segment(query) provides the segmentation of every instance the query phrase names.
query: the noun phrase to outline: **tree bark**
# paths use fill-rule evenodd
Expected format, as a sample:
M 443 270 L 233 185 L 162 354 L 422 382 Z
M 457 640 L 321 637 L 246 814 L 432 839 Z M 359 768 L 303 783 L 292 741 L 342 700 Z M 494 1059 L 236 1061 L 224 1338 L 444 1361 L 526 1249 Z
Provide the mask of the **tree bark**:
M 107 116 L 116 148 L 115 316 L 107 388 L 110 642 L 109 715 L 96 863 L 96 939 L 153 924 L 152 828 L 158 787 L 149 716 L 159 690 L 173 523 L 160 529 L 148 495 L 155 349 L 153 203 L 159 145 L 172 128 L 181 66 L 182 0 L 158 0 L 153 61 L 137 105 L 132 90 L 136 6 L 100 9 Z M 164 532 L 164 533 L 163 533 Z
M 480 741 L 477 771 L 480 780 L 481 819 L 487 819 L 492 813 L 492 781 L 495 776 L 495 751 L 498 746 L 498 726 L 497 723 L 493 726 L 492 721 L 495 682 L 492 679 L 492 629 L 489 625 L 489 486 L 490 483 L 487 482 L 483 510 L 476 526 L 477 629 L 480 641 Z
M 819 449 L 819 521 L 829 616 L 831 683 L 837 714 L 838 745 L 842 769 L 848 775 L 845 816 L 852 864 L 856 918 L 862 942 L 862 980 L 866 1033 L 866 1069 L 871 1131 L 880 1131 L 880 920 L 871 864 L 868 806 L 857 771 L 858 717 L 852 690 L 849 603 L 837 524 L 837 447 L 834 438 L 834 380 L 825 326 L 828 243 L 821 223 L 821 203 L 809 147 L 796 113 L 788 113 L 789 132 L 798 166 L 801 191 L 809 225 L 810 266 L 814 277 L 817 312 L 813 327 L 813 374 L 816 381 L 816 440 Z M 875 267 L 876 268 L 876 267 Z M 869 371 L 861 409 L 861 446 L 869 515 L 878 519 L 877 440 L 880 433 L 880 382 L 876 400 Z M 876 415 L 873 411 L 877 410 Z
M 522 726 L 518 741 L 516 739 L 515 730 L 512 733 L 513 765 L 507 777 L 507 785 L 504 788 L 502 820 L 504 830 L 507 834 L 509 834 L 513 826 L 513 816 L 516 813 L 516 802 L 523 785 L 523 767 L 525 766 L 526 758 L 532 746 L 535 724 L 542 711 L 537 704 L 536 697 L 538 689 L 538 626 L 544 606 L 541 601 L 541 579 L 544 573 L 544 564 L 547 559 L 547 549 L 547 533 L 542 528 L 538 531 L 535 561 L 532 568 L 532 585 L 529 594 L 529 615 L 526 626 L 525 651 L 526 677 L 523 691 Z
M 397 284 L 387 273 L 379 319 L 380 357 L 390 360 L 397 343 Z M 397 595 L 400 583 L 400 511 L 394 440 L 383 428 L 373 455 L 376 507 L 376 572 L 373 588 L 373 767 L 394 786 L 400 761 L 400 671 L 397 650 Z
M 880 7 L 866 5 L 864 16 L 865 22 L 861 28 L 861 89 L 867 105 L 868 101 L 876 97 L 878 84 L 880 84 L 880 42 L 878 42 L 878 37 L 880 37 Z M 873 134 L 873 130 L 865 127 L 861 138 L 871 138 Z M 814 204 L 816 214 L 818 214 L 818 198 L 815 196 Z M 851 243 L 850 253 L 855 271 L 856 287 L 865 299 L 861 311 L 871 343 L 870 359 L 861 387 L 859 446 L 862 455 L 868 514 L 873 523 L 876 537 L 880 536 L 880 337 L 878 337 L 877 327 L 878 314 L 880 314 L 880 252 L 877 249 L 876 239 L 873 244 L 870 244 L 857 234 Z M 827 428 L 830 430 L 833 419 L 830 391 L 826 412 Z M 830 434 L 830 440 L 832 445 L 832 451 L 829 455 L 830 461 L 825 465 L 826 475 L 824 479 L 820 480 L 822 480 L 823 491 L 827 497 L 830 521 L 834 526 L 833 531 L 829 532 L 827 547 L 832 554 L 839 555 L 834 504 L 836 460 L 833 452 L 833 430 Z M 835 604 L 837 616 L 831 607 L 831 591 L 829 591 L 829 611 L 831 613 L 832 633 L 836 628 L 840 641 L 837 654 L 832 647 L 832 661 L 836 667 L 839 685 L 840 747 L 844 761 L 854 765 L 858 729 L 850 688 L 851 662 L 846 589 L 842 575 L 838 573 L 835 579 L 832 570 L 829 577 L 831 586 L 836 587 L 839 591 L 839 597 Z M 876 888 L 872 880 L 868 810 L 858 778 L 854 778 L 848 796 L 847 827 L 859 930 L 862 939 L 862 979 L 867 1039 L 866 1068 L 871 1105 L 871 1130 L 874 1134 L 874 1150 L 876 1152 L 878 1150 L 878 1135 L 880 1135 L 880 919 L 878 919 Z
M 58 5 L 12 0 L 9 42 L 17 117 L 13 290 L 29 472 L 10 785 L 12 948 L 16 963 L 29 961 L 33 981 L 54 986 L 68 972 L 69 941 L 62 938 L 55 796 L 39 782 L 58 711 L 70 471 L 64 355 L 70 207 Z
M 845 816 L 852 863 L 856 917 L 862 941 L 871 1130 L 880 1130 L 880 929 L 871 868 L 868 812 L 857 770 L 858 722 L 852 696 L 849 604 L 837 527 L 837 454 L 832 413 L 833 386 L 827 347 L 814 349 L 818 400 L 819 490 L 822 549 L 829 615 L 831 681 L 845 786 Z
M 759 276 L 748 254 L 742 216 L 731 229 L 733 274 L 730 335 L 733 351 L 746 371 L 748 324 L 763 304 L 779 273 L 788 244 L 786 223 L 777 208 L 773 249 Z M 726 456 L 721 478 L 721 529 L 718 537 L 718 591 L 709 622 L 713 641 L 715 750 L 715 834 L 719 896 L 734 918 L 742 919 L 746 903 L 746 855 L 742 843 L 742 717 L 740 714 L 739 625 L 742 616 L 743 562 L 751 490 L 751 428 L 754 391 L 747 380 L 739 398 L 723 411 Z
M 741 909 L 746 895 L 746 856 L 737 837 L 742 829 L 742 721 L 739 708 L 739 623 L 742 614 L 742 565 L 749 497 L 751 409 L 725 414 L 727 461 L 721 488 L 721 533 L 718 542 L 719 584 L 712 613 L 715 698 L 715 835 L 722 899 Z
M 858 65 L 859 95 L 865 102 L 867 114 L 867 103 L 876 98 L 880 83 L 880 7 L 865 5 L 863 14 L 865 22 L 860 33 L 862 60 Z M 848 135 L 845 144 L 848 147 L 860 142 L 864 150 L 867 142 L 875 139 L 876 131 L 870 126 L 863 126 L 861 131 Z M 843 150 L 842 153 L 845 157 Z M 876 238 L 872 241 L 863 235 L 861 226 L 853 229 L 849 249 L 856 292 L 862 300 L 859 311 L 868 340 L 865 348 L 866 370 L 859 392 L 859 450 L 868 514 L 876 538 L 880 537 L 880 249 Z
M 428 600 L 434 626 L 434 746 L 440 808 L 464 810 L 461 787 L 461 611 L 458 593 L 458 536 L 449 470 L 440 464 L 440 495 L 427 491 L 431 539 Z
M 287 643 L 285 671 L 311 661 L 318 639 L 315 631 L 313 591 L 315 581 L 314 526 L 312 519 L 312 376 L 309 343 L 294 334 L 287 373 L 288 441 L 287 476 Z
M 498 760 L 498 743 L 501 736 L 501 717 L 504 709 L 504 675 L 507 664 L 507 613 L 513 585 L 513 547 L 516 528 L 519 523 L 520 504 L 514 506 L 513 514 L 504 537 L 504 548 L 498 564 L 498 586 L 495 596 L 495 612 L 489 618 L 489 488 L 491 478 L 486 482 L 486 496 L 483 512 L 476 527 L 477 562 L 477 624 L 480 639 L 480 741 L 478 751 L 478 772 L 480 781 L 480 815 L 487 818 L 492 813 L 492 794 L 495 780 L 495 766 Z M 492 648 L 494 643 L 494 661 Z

» EXERCISE
Using the material above, quote the first line and each line after it, stopping at and including the line that holds "M 457 640 L".

» REPLY TO THE EXERCISE
segment(query) provides the segmentation of every instance the query phrase names.
query: the noun phrase to outline: **tree bark**
# paths use fill-rule evenodd
Expected format, as a sample:
M 443 270 L 233 185 L 162 354 L 422 382 Z
M 457 640 L 321 637 L 246 814 L 432 839 Z M 359 768 L 303 783 L 292 741 L 342 700 Z M 494 1059 L 236 1061 L 224 1338 L 444 1361 L 526 1249 Z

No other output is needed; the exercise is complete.